REQUIRED WORK
The data follows this line. Copy verbatim the line with "Reviewer note: check that every instance of the white metal" and each line after it to the end.

SOURCE INFORMATION
╔══

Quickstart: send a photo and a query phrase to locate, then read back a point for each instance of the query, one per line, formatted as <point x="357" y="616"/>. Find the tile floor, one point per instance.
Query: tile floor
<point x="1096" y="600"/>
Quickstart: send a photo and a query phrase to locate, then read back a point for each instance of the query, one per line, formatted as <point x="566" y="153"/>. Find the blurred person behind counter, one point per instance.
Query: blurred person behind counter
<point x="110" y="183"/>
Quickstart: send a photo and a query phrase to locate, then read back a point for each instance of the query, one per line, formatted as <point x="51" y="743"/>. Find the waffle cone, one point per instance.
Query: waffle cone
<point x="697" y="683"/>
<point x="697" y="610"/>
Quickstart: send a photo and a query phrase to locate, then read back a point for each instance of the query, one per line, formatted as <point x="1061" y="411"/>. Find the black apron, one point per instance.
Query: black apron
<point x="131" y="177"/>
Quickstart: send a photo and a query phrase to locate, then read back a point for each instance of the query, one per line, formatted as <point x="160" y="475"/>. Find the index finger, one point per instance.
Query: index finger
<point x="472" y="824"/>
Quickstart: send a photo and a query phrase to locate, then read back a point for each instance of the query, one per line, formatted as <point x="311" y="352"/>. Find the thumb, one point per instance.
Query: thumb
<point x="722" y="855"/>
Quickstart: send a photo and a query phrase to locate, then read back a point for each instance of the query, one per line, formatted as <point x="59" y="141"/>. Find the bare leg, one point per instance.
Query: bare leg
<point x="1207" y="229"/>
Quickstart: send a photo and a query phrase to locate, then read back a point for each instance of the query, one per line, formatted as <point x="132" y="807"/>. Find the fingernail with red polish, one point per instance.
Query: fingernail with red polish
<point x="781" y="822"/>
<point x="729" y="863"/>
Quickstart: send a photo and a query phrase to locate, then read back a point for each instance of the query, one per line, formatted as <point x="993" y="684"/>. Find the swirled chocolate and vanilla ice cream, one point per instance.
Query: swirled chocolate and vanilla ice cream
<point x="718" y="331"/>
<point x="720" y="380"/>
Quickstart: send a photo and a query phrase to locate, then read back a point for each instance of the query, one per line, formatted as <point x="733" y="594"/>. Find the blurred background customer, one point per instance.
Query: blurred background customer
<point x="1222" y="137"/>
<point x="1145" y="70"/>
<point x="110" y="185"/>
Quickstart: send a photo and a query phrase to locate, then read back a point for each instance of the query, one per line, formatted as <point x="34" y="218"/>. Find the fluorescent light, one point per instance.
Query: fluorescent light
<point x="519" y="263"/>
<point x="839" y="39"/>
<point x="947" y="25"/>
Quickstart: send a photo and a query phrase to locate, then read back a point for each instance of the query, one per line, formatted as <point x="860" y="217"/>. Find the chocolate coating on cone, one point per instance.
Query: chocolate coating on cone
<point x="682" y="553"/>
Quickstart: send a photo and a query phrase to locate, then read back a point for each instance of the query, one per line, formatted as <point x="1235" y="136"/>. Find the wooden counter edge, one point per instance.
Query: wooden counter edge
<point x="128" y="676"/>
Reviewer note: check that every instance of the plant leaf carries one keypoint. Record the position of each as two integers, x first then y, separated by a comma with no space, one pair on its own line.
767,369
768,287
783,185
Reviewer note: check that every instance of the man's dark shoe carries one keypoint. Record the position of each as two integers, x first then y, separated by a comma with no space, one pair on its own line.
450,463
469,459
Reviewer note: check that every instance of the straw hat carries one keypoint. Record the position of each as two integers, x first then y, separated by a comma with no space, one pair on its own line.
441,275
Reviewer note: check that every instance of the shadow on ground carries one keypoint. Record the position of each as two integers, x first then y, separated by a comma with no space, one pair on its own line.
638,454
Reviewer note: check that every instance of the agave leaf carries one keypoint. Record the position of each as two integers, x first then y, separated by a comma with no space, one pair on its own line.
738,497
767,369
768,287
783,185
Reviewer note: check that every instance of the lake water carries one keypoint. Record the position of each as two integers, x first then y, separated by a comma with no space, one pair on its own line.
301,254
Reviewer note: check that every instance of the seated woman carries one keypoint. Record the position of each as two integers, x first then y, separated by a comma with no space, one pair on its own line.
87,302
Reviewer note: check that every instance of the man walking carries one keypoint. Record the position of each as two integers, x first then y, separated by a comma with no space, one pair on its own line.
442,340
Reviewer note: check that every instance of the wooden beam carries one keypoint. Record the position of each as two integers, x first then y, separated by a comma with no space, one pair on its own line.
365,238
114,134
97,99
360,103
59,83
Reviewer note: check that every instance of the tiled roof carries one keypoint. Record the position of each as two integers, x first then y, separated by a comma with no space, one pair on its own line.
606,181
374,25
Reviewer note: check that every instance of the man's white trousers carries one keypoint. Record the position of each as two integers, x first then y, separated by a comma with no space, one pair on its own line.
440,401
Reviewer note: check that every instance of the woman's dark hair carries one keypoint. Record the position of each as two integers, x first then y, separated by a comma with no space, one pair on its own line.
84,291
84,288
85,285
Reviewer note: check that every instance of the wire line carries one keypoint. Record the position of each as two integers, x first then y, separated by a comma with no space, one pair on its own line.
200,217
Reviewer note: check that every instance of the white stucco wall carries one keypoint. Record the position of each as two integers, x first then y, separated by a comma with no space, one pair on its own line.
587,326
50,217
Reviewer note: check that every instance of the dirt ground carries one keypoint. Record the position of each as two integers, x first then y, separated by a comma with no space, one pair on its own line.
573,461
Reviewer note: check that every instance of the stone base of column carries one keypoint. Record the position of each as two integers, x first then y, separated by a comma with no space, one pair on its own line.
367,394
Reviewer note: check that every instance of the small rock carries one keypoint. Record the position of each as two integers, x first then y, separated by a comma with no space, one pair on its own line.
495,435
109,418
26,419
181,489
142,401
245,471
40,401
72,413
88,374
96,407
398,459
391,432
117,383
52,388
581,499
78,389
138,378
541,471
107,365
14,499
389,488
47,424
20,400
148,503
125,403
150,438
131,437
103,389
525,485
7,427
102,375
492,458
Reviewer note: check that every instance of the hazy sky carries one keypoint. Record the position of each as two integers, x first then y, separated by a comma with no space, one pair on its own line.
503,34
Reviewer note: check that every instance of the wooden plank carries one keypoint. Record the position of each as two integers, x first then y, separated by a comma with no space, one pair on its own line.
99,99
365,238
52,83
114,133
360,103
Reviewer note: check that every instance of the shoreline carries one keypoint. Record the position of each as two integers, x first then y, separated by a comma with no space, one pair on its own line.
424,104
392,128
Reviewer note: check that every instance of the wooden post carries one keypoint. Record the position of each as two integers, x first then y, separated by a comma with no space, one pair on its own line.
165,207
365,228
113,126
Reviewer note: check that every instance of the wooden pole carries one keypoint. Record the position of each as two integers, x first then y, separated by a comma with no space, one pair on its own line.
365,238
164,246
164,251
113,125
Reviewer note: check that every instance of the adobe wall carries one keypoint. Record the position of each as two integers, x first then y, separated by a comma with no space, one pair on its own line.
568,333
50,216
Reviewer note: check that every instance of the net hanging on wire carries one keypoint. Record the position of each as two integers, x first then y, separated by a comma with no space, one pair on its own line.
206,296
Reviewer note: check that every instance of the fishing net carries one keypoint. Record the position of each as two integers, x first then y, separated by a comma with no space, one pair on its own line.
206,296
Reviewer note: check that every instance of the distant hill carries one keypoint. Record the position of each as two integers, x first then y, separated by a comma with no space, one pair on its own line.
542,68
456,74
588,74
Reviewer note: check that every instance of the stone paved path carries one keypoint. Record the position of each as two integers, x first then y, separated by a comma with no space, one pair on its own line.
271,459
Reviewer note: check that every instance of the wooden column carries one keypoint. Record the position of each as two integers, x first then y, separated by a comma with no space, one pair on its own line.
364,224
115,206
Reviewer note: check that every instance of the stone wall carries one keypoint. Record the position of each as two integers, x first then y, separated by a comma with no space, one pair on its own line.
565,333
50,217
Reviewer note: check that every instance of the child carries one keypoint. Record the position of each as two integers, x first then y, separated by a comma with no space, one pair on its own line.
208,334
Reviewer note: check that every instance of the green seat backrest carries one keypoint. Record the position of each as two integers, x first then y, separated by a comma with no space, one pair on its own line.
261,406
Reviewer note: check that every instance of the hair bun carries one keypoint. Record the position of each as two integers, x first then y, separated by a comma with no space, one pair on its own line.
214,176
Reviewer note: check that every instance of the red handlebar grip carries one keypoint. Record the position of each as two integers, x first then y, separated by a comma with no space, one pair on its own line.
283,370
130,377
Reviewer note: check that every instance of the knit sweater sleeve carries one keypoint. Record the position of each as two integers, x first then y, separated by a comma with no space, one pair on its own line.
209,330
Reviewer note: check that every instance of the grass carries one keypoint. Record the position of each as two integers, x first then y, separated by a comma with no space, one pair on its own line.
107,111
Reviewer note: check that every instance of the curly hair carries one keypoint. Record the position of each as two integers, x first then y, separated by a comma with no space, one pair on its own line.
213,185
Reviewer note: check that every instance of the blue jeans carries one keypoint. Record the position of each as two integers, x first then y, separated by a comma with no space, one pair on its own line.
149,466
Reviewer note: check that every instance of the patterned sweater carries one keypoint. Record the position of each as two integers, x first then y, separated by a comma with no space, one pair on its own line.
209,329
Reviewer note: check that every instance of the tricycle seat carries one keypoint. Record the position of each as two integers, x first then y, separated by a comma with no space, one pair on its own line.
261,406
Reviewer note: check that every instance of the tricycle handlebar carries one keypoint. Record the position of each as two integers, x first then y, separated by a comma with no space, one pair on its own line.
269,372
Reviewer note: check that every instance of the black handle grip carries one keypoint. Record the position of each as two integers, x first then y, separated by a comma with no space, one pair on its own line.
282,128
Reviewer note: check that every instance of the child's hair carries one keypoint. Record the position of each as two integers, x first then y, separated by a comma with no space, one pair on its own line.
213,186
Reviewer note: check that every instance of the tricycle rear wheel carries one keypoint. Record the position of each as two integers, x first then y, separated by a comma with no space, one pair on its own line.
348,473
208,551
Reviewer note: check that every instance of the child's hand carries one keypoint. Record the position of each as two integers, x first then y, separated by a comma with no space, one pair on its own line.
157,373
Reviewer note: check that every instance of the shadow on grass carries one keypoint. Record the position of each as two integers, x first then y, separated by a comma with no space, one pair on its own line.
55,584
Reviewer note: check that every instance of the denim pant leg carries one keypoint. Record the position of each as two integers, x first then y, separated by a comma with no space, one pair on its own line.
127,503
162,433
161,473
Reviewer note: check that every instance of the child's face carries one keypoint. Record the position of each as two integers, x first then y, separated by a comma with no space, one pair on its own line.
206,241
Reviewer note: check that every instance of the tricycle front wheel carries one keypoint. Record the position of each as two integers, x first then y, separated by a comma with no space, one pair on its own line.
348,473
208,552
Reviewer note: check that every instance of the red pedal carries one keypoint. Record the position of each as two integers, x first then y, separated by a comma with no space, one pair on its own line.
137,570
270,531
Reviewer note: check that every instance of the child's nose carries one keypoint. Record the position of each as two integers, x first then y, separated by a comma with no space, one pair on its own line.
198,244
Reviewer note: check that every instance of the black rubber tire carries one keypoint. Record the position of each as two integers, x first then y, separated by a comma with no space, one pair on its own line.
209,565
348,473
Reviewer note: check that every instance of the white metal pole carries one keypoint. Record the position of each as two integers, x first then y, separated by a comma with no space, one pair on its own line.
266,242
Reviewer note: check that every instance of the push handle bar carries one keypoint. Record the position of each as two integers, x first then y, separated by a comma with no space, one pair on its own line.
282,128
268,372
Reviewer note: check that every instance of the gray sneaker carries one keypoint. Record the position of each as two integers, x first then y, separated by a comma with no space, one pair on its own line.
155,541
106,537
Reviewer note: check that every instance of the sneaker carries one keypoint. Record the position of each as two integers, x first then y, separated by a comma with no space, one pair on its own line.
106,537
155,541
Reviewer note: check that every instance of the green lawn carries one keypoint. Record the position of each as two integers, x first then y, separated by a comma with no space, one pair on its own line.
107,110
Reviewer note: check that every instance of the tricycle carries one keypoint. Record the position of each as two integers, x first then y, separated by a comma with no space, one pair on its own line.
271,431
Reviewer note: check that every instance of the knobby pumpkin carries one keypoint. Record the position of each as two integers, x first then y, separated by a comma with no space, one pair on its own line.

╚══

PROBLEM SOLUTION
Reviewer note: check that every instance of the white metal pole carries one keypoint. Record the position of each as two integers, x first then y, separated by a comma with no space, one pair on its own line.
266,242
Reviewer note: check that every instance of the push handle bar carries one keypoint. Record the position of each as two integers, x first then y, separated by a comma with no space, one pair on its own line.
282,128
268,372
Reviewer note: check that every instance of the gray sneaker carries one keypoint. Record the position of each as two integers, x first then y, separated by a comma with no space, one pair on its own line.
155,541
106,537
Reviewer note: check that every instance of the sneaker carries one keypoint. Record the position of each as two integers, x first then y, separated by a comma with no space, one pair on its own line.
106,537
155,541
Reviewer note: check that every instance of the green lawn carries one keypoint. Record the position of each as two integers, x first then y, separated by a comma with no space, one pair on its own line.
107,110
Reviewer note: check that every instance of the tricycle carries one keypoint. Record the position of each as two integers, x first then y, separated by a comma with no space, one pair on its own line.
271,431
Reviewer note: check that every instance of the knobby pumpkin carries one keypoint. Record the position of each as two integers, x first then y, separated by a comma with no space, one pair on its own line.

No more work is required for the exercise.